[DOCUMENT SEGMENT — start]
This is where I thank my parents for being the wonderfully f*cked up people that they were. Because of their psychosis, twisted logic, and warped behavior, junior high and high school were so much easier for me than for the average joe. I cared nothing of what people thought of me and I did not think anything of other people. As I’ve said before, I had bigger fish to fry than to care about anything at school.
I also thank my best friend Holly for taking me on a drunken adventure every f*cking weekend. She knew I needed it. And because of that we got all our college-like behaviour out of our systems in high school so we were actually able to study in college.
Dogs, your daughter is lucky to have you and your wife as parents. The next three years are gonna be tough on you guys as well, but it sounds like you can handle it.
As for the videos. I can’t watch them yet because I AM BEING WATCHED! Damn The Man.
I often wondered what the home lives were like for some of the polar opposites in my class. The extreme partiers, the extreme nerds, the total loners, the crazy as shit extroverts. Those people interested me. The social butterflies, jocks, and other common types didn’t interest me at all (although I was friends with people across all of the different types of students.)
Truth be told, I used to be jealous of the sheltered lives of the kids I saw around me. But then, they shared their parents’ booze with me on the weekends, so everything was copasetic amongst my peers 😉
And Holly’s parents were very good to me. Her father was a lawyer and he helped me become an emancipated minor, free of charge. Her mom helped get me jobs. And they both gave me good references when I needed them. I was a lucky loner. Still am 😉
oh, and if I were to be placed in a category I would loosely be called a Punk Rocker back then, though I absolutely did not hang out with the punk rock clique at school. By listening to their complaints I could tell they were posers who lived sheltered lives and just didn’t like the rules mommy and daddy and “society” placed on them.
[DOCUMENT SEGMENT — finish]
[RECORDS PROVIDED — start]
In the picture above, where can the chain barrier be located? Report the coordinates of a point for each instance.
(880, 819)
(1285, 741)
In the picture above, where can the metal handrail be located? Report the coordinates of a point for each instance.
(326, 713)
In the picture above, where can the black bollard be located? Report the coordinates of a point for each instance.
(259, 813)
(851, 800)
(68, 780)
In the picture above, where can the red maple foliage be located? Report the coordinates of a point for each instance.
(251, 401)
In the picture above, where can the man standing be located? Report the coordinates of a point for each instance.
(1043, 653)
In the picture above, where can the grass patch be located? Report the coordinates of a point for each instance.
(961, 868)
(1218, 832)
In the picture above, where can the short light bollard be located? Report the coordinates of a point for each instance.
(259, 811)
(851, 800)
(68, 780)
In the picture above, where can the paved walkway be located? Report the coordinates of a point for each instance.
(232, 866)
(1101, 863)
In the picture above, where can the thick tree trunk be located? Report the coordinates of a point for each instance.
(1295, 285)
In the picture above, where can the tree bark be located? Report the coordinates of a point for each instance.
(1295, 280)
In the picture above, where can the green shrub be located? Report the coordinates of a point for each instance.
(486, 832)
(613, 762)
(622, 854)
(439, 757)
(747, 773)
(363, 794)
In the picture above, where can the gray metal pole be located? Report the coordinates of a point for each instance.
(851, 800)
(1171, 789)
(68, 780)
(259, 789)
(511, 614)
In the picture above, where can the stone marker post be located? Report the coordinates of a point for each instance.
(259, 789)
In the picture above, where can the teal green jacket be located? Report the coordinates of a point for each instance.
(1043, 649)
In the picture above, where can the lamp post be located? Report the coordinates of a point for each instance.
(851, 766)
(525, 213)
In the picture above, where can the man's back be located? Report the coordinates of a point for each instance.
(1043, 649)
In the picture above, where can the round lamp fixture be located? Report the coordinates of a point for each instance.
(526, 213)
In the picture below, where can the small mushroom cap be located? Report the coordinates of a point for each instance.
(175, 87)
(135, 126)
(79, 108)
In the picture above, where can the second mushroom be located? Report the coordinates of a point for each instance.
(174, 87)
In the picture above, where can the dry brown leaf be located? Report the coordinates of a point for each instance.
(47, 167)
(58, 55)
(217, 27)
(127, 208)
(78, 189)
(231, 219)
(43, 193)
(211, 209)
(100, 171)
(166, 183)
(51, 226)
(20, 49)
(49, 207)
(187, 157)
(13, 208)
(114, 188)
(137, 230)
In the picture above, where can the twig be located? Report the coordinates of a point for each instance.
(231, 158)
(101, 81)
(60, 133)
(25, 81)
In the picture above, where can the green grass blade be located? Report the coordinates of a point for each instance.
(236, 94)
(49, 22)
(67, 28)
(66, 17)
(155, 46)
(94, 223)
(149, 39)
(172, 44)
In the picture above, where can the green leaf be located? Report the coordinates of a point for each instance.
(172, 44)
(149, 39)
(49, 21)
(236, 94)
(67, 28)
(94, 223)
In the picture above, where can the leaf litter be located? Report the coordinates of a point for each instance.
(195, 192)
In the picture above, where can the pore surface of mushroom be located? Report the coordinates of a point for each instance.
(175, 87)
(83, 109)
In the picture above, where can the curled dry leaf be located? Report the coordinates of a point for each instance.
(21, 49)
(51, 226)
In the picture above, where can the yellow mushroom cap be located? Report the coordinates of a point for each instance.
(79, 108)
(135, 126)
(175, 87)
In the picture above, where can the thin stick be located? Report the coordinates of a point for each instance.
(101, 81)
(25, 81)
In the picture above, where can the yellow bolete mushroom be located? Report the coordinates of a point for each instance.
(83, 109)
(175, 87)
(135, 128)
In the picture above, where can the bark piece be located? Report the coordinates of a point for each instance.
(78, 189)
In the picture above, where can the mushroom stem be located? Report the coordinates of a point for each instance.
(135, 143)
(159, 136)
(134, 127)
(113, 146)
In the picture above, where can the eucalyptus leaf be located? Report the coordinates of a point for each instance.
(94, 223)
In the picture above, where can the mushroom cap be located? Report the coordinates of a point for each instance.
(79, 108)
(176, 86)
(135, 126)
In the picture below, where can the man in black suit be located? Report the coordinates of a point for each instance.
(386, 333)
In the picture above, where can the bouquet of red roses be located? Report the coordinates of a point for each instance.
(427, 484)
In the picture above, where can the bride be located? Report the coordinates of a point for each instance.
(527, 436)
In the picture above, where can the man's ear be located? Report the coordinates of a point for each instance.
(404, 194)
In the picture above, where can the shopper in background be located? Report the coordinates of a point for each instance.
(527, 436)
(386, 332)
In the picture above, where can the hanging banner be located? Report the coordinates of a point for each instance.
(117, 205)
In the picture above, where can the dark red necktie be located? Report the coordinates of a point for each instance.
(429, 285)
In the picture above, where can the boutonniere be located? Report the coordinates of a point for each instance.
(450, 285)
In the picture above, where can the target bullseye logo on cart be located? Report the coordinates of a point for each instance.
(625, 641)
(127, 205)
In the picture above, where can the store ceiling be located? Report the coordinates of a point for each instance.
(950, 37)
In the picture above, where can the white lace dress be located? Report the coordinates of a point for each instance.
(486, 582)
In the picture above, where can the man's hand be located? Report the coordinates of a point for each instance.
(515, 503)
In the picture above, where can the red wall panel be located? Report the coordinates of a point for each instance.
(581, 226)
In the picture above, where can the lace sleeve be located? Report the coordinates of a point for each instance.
[RECORDS PROVIDED — finish]
#### HOW TO COMPLETE THIS TASK
Reproduce the passage of the high-school reminiscence from "I also thank" to "types of students.)", changing "videos" to "clips".

#### EXERCISE OUTPUT
I also thank my best friend Holly for taking me on a drunken adventure every f*cking weekend. She knew I needed it. And because of that we got all our college-like behaviour out of our systems in high school so we were actually able to study in college.
Dogs, your daughter is lucky to have you and your wife as parents. The next three years are gonna be tough on you guys as well, but it sounds like you can handle it.
As for the clips. I can’t watch them yet because I AM BEING WATCHED! Damn The Man.
I often wondered what the home lives were like for some of the polar opposites in my class. The extreme partiers, the extreme nerds, the total loners, the crazy as shit extroverts. Those people interested me. The social butterflies, jocks, and other common types didn’t interest me at all (although I was friends with people across all of the different types of students.)